Excerpt to read Start Marker

Since 2017, the Tampa Bay Abortion Fund has been run entirely by volunteers, including Nelson, and over that time has reduced its reliance on individual donors as a proportion of its budget. Still, Nelson said, the organization often has just a month’s worth of funds lined up at any time.
Before May 2, it had run out of money three times this year, forcing a shutdown of the the phone line that clients use to contact them.
“That’s how paycheck-to-paycheck we are,” Nelson said.
Even before some states acted in recent years to restrict the right to abortion, many people couldn’t afford one.
“When abortion funds have to close their doors on the 15th of the month, that’s 15 days of callers who aren’t getting funding,” said Brandi Collins-Calhoun of the NCRP. “Those are people who aren’t going to have access to their abortions. And it’s not because of the lack of Roe. It’s because of the lack of funding.”
The unpredictability of rage giving, or fad funding, can hurt movements. “It’s very harmful,” Collins-Calhoun said. “And it’s something that we urge funders not to lean into too much.”
Collins-Calhoun argues that despite legal restrictions, philanthropic giving can still make a transformational difference if foundations and large donors were to increase their donations to abortion access organizations and sustain that giving over time.
“That’s what a lack of investment means: It means that you have to keep revisiting the same thing every 50 years,” said Paris Hatcher, executive director of Black Feminist Future, referring to the multigenerational struggle to secure access to abortion in the U.S.
She is making the case to other organizers whose focus isn’t specifically reproductive justice that their work for racial or economic equality is intertwined with abortion access.
Another analysis by The Bridgespan Group, a philanthropic consultancy, and Shake the Table, a feminist philanthropic advisory group, found that less than 1% of total foundation giving in 2017 went to women’s rights organizations around the world. It further concluded that feminist funds have the capacity to distribute 10 times the amount of philanthropic donations than they do now.

Excerpt to read End Marker
Records shown Start Marker

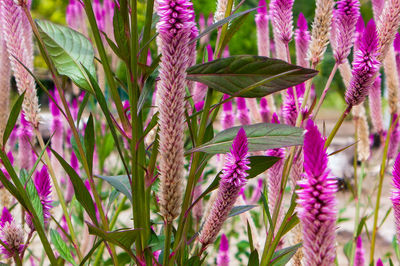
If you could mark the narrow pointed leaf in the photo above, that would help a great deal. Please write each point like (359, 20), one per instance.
(249, 76)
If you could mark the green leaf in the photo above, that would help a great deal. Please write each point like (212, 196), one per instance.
(69, 51)
(249, 76)
(120, 183)
(12, 118)
(240, 209)
(260, 137)
(259, 164)
(81, 193)
(61, 246)
(123, 238)
(32, 194)
(282, 256)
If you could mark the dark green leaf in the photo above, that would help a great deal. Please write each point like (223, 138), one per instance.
(120, 183)
(249, 76)
(281, 257)
(61, 246)
(12, 118)
(259, 164)
(240, 209)
(81, 193)
(260, 137)
(69, 51)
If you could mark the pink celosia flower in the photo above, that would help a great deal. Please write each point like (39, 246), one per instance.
(233, 178)
(302, 39)
(175, 31)
(223, 254)
(359, 259)
(344, 20)
(317, 202)
(365, 67)
(395, 197)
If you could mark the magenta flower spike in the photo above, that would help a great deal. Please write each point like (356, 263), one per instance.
(262, 23)
(365, 66)
(242, 111)
(345, 19)
(395, 196)
(228, 119)
(223, 254)
(233, 178)
(317, 202)
(359, 259)
(302, 39)
(175, 31)
(375, 105)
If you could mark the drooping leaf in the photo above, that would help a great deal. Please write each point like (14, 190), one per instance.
(260, 137)
(282, 256)
(249, 76)
(120, 183)
(12, 118)
(69, 51)
(61, 246)
(81, 193)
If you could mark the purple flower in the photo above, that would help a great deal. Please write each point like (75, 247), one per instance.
(233, 178)
(345, 19)
(365, 67)
(302, 40)
(359, 259)
(223, 255)
(317, 202)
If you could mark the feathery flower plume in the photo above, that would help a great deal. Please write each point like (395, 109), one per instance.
(175, 31)
(320, 30)
(11, 234)
(375, 105)
(395, 196)
(243, 112)
(317, 202)
(262, 20)
(302, 40)
(43, 187)
(365, 67)
(345, 19)
(223, 254)
(388, 24)
(359, 259)
(228, 119)
(13, 32)
(233, 178)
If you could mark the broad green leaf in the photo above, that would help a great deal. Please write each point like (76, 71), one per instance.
(32, 194)
(69, 51)
(260, 137)
(61, 246)
(240, 209)
(120, 183)
(249, 76)
(12, 118)
(123, 238)
(282, 256)
(81, 192)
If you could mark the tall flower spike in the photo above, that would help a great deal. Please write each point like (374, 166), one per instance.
(13, 31)
(395, 197)
(302, 40)
(223, 255)
(320, 30)
(345, 20)
(175, 31)
(359, 259)
(233, 178)
(317, 202)
(365, 67)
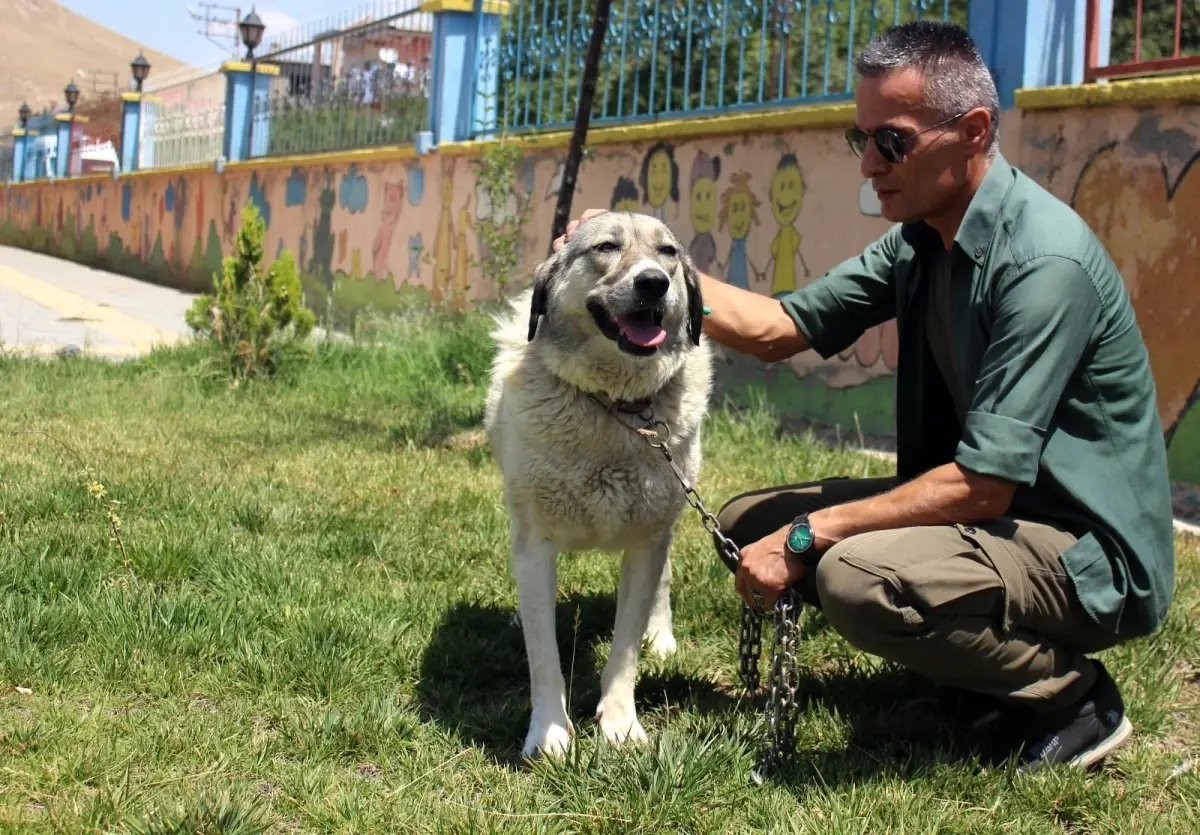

Records shown End Marker

■ Your task ■
Answer these questions from the excerpt on abortion funding.
(a) Before May 2, how many times this year had the Tampa Bay Abortion Fund run out of money?
(b) What position does Paris Hatcher hold?
(c) According to the analysis by The Bridgespan Group and Shake the Table, what share of total foundation giving in 2017 went to women's rights organizations around the world?

■ Your response ■
(a) Three times.
(b) Executive director of Black Feminist Future.
(c) Less than 1%.